> [Tarefas obrigatórias]:
1/ No texto sobre a Ordem dos Arquitectos, quem presidia à Ordem em meados de Dezembro de 2003?
2/ Devolve sem qualquer alteração todas as linhas dos excertos de dados, deixando as imagens de fora da resposta.

> [Excerto da fonte]:
<<<<
Registos da Ordem dos Arquitectos, testemunhos dos seus antigos dirigentes e sobretudo declarações de Miguel Relvas e de Pedro Passos Coelho - em 2004 e há dois meses - mostram mais do que a arquitecta Helena Roseta disse em Junho. Passos e Relvas trabalharam em simultâneo com o mesmo objectivo

Miguel Relvas, na qualidade de secretário de Estado da Administração Local, e Pedro Passos Coelho, então consultor da Tecnoforma, trabalharam em simultâneo, em 2004, para convencer a Ordem dos Arquitectos (OA) a adjudicar àquela empresa um importante contrato pago por fundos públicos. As propostas de formação apresentadas por um e por outro eram idênticas. A ordem rejeitou ambas.

Em meados de Dezembro de 2003, o então secretário de Estado da Administração Local reuniu-se com a arquitecta Helena Roseta, à época presidente da OA, e apresentou-lhe uma proposta de formação profissional para arquitectos das autarquias.

A ideia tinha a ver com a disponibilidade de verbas no Foral, um programa destinado a formar funcionários das câmaras municipais de todo o país, financiado pelo Fundo Social Europeu e tutelado por Relvas. O regulamento do Foral permitia que as ordens profissionais se candidatassem como promotoras desses projectos de formação e que subcontratassem depois a sua execução a empresas especializadas.
>>>>
> [Excertos de dados]:
<<<<
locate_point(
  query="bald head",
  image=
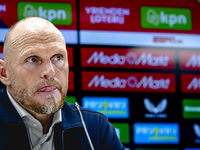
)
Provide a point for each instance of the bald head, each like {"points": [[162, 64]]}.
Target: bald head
>>>>
> [Soluções]:
1/ A arquitecta Helena Roseta.

2/
locate_point(
  query="bald head",
  image=
)
Provide a point for each instance of the bald head, each like {"points": [[162, 64]]}.
Target: bald head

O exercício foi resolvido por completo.